EXTRACT TO READ start
I was able to fix that by not letting jtitem->nonnullable_rels be
the same as left_rels.  The attached alternative_1.patch does pass
check-world.  But I find it mighty unprincipled: the JoinTreeItem
data structures are full of shared relid sets, so why is this
particular sharing not OK?  I still don't have any confidence that
there aren't more problems.

Along about here I started to wonder how come we are only seeing
SpecialJoinInfo-vs-RestrictInfo sharing as a problem, when surely
there is plenty of cross-RestrictInfo sharing going on as well.
(The above call is perfectly capable of making a lot of RestrictInfos,
all with the same outer_relids.)  That thought led me to look at
remove_rel_from_restrictinfo, and darn if I didn't find this:

    /*
     * The clause_relids probably aren't shared with anything else, but let's
     * copy them just to be sure.
     */
    rinfo->clause_relids = bms_copy(rinfo->clause_relids);
    ...
    /* Likewise for required_relids */
    rinfo->required_relids = bms_copy(rinfo->required_relids);

So the reason we don't see cross-RestrictInfo breakage is that
analyzejoins.c is careful not to modify the original relid sets
when modifying a RestrictInfo.  (This comment is clearly wrong.)

And that leads to the thought that we can fix our current sharing
problems by similarly avoiding overwriting the original sets
in remove_rel_from_query.  The attached alternative-2.patch
attacks it that way, and also passes check-world.

I like alternative-2.patch a lot better, not least because it
only adds cycles when join removal actually fires.  Basically
this is putting the onus on the data structure modifier to
cope with shared bitmapsets, rather than trying to say that
sharing is disallowed.

Thoughts?

            regards, tom lane

diff --git a/src/backend/optimizer/plan/initsplan.c b/src/backend/optimizer/plan/initsplan.c
index e2c68fe6f9..4198e9c83a 100644
--- a/src/backend/optimizer/plan/initsplan.c
+++ b/src/backend/optimizer/plan/initsplan.c
@@ -979,7 +979,7 @@ deconstruct_recurse(PlannerInfo *root, Node *jtnode,
                                                     right_item->inner_join_rels);
                 jtitem->left_rels = left_item->qualscope;
                 jtitem->right_rels = right_item->qualscope;
-                jtitem->nonnullable_rels = left_item->qualscope;
+                jtitem->nonnullable_rels = bms_copy(left_item->qualscope);
                 break;
             case JOIN_SEMI:
                 /* This node belongs to parent_domain, as do its children */
@@ -1053,7 +1053,7 @@ deconstruct_recurse(PlannerInfo *root, Node *jtnode,
                 jtitem->left_rels = left_item->qualscope;
                 jtitem->right_rels = right_item->qualscope;
                 /* each side is both outer and inner */
-                jtitem->nonnullable_rels = jtitem->qualscope;
+                jtitem->nonnullable_rels = bms_copy(jtitem->qualscope);
                 break;
             default:
                 /* JOIN_RIGHT was eliminated during reduce_outer_joins() */
@@ -1888,7 +1888,7 @@ deconstruct_distribute_oj_quals(PlannerInfo *root,
     qualscope = bms_union(sjinfo->syn_lefthand, sjinfo->syn_righthand);
     qualscope = bms_add_member(qualscope, sjinfo->ojrelid);
     ojscope = bms_union(sjinfo->min_lefthand, sjinfo->min_righthand);
-    nonnullable_rels = sjinfo->syn_lefthand;
+    nonnullable_rels = bms_copy(sjinfo->syn_lefthand);

     /*
      * If this join can commute with any other ones per outer-join identity 3,
diff --git a/src/backend/optimizer/plan/analyzejoins.c b/src/backend/optimizer/plan/analyzejoins.c
index aa72592567..1c9acf864c 100644
--- a/src/backend/optimizer/plan/analyzejoins.c
+++ b/src/backend/optimizer/plan/analyzejoins.c
@@ -390,6 +390,17 @@ remove_rel_from_query(PlannerInfo *root, int relid, SpecialJoinInfo *sjinfo)
EXTRACT TO READ end
DATA ENTRIES start
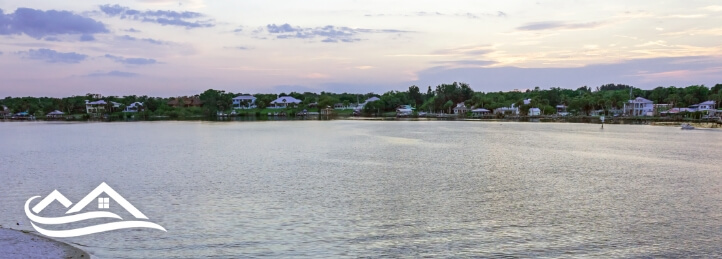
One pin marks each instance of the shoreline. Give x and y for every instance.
(21, 244)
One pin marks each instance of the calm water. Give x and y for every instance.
(379, 188)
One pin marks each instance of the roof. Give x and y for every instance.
(99, 102)
(707, 103)
(372, 99)
(244, 97)
(640, 100)
(286, 99)
(56, 112)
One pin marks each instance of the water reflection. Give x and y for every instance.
(379, 188)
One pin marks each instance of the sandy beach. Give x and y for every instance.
(18, 244)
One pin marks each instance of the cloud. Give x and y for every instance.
(183, 19)
(131, 61)
(148, 40)
(644, 73)
(52, 56)
(714, 8)
(39, 24)
(330, 34)
(439, 14)
(557, 25)
(114, 73)
(87, 37)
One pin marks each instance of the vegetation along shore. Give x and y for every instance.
(617, 102)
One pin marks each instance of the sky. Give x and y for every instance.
(183, 47)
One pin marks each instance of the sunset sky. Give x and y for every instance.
(170, 48)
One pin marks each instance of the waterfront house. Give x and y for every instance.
(244, 102)
(185, 101)
(479, 112)
(534, 112)
(4, 112)
(404, 110)
(506, 110)
(360, 106)
(705, 106)
(639, 107)
(55, 114)
(284, 102)
(461, 109)
(100, 106)
(134, 107)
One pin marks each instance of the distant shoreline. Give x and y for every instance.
(658, 121)
(21, 244)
DATA ENTRIES end
> **EXERCISE SET**:
[1] Answer these about the message on shared relid sets:
(a) Which function did the author look at and find copying clause_relids before changing them?
(b) What reason does the author give for liking alternative-2.patch better?
(c) In deconstruct_distribute_oj_quals, what does the patch now assign to nonnullable_rels?
[2] Carry on the message on shared relid sets, starting after its last line.
The data has nothing to do with the message on shared relid sets.

> **OUTPUTS**:
[1]
(a) remove_rel_from_restrictinfo
(b) It only adds cycles when join removal actually fires.
(c) bms_copy(sjinfo->syn_lefthand)

[2]
     {
         SpecialJoinInfo *sjinf = (SpecialJoinInfo *) lfirst(l);

+        /*
+         * initsplan.c is fairly cavalier about allowing SpecialJoinInfos'
+         * lefthand/righthand relid sets to be shared with other data
+         * structures.  Ensure that we don't modify the original relid sets.
+         * (The commute_xxx sets are always per-SpecialJoinInfo though.)
+         */
+        sjinf->min_lefthand = bms_copy(sjinf->min_lefthand);
+        sjinf->min_righthand = bms_copy(sjinf->min_righthand);
+        sjinf->syn_lefthand = bms_copy(sjinf->syn_lefthand);
+        sjinf->syn_righthand = bms_copy(sjinf->syn_righthand);
+        /* Now remove relid and ojrelid bits from the sets: */
         sjinf->min_lefthand = bms_del_member(sjinf->min_lefthand, relid);
         sjinf->min_righthand = bms_del_member(sjinf->min_righthand, relid);
         sjinf->syn_lefthand = bms_del_member(sjinf->syn_lefthand, relid);
@@ -551,8 +562,10 @@ static void
 remove_rel_from_restrictinfo(RestrictInfo *rinfo, int relid, int ojrelid)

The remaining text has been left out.